REQUIRED WORK: Look through the records and copy every line in which "leafy" appears.

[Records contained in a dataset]
· · ·

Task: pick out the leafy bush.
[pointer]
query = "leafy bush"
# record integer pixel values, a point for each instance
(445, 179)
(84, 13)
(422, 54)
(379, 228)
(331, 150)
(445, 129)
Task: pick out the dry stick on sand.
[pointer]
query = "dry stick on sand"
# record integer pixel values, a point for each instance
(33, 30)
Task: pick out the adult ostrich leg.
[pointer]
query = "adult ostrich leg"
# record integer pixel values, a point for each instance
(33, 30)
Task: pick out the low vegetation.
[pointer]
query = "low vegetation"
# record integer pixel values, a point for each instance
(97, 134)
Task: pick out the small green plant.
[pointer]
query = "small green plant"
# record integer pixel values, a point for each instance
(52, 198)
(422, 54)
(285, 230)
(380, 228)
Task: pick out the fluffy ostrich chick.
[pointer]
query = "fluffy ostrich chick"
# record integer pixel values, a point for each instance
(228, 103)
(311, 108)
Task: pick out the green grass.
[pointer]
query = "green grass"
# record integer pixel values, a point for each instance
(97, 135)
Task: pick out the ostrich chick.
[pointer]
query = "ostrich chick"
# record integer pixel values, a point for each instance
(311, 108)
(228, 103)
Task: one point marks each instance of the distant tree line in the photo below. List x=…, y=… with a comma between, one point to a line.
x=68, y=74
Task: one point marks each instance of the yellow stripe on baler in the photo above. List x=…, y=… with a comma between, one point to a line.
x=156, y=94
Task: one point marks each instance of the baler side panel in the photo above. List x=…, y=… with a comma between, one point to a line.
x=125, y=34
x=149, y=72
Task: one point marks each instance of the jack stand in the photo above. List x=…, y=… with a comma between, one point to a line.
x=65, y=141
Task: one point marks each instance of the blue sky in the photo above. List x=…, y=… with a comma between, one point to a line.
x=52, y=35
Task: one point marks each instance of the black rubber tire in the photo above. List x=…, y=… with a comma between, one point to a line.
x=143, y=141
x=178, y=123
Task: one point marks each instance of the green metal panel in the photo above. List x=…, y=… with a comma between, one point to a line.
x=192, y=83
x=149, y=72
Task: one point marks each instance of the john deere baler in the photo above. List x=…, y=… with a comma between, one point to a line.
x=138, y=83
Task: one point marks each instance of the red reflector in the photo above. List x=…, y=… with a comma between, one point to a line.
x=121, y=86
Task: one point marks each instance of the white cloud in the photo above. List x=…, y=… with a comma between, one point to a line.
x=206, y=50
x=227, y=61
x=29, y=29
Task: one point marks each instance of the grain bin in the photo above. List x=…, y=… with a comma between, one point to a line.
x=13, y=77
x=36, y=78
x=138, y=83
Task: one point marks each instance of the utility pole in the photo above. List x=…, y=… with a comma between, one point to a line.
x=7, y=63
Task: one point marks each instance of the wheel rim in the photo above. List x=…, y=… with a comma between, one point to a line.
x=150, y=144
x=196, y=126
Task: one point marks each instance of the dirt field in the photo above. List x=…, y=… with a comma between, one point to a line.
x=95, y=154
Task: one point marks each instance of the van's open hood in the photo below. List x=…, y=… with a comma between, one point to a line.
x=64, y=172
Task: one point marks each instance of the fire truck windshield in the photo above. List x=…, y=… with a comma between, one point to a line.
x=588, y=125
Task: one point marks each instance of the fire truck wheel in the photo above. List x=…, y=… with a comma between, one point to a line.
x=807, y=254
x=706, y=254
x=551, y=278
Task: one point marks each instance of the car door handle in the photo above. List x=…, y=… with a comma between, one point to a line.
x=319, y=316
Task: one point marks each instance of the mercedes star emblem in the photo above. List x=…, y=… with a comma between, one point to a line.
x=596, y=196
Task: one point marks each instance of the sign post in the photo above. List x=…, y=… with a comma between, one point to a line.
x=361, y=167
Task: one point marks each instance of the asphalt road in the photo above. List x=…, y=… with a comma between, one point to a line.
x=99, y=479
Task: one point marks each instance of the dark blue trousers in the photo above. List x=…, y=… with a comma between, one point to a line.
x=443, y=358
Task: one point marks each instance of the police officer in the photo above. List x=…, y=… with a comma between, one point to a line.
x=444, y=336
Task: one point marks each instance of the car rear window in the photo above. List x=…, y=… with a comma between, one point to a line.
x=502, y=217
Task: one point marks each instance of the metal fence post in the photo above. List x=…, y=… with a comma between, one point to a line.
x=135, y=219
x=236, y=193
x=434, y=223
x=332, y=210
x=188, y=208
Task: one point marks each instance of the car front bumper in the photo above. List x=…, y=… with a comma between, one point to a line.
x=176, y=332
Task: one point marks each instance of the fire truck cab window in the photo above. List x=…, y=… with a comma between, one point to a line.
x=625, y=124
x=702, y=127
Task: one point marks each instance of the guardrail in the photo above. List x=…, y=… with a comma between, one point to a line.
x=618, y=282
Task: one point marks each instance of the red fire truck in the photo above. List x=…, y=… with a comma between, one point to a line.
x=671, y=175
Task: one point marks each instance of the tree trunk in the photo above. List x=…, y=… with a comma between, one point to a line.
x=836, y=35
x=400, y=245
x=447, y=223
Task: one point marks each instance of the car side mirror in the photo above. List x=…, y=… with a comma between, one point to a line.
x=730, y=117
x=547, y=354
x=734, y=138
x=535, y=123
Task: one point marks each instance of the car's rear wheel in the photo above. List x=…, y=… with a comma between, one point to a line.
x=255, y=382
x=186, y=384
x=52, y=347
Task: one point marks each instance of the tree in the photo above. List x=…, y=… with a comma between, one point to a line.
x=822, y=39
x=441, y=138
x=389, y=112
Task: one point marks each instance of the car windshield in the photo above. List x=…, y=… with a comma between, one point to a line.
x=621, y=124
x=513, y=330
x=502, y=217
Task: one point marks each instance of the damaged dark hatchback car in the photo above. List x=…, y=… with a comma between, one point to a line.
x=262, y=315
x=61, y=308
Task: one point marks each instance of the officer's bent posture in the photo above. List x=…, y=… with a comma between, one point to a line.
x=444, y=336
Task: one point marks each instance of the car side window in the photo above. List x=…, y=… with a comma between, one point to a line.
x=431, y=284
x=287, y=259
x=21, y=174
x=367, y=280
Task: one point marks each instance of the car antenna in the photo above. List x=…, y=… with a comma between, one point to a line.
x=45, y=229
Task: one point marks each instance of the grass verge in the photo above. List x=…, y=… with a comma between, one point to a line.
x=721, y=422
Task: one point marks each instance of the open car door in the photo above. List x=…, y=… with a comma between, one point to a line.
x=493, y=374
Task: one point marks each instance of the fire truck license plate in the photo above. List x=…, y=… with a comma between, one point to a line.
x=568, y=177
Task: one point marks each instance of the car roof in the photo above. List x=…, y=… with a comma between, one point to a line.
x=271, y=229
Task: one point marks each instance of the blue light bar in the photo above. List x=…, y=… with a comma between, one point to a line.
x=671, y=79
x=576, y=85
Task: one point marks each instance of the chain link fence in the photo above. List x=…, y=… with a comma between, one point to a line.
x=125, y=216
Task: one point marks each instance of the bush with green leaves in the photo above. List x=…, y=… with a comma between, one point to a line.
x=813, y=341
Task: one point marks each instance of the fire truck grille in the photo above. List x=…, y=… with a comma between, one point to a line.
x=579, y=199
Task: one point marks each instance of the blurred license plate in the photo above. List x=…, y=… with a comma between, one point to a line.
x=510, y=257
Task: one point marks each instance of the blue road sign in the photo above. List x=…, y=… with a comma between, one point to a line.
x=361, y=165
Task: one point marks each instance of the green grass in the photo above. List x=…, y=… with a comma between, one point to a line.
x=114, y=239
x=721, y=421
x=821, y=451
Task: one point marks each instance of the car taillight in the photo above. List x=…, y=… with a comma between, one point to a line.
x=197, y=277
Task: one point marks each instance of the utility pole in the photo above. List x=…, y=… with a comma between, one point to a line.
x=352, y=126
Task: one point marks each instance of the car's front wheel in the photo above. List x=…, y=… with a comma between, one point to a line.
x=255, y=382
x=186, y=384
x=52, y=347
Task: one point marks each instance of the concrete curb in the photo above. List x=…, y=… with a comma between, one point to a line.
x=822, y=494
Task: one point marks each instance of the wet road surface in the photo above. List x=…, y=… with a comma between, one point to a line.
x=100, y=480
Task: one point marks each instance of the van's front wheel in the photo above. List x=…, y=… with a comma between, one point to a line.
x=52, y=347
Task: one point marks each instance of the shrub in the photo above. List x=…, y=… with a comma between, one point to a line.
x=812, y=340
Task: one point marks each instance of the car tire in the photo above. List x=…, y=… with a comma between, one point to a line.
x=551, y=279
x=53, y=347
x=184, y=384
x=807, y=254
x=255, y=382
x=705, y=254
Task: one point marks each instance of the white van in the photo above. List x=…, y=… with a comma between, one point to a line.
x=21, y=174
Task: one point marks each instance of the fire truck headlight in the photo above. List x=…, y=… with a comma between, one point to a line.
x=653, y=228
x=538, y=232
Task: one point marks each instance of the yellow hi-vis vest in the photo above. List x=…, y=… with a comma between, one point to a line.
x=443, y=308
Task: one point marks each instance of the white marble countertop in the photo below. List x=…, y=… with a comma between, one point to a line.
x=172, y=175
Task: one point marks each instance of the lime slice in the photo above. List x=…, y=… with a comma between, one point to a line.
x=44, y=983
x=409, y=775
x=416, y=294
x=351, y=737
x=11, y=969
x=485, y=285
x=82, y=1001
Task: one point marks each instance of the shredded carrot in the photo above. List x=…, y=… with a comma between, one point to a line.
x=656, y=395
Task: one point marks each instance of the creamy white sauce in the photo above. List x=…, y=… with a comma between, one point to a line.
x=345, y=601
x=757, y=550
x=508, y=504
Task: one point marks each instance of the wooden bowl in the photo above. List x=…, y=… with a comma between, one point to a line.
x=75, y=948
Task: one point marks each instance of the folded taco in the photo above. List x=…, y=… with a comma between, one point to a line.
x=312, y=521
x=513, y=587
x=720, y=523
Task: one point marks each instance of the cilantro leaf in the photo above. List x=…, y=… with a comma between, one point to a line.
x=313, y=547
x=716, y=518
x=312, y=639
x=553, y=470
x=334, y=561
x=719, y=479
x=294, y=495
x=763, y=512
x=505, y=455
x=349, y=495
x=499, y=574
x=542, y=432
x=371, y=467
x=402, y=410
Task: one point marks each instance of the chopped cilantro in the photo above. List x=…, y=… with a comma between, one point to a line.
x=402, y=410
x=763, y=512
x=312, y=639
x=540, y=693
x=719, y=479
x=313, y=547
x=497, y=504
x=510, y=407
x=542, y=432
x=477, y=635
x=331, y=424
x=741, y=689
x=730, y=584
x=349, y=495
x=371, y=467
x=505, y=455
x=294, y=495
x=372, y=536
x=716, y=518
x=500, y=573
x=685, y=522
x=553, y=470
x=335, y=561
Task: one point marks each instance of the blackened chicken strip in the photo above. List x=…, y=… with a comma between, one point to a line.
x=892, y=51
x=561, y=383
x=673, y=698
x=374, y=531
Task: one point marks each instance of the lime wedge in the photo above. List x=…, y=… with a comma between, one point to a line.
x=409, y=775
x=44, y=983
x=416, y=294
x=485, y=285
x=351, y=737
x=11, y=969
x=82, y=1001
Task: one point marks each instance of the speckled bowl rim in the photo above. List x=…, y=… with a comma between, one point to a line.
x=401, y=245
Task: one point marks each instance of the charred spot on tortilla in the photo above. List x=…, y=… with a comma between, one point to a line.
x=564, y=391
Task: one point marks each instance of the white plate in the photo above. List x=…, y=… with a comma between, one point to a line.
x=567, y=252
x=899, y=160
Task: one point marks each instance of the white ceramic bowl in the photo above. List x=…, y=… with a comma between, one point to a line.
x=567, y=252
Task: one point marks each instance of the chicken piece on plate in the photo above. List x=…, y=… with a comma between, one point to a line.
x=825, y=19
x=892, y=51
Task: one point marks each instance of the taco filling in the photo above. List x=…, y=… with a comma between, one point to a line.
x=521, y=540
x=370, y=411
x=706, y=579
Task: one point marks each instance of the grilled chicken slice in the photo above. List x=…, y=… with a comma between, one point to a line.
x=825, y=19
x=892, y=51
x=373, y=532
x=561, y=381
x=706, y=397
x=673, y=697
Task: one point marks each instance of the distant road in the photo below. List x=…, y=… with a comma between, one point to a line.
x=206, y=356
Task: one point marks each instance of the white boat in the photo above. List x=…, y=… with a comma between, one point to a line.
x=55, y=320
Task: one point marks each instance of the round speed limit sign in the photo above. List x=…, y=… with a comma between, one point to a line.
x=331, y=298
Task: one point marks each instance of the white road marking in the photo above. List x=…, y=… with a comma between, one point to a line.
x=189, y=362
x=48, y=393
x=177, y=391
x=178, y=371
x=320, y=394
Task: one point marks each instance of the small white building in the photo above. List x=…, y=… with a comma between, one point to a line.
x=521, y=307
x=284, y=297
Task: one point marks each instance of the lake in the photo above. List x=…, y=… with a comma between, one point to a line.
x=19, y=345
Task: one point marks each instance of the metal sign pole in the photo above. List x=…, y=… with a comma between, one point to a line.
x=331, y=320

· · ·

RESPONSE BOX:
Task: pick out the leafy bush.
query = "leafy bush"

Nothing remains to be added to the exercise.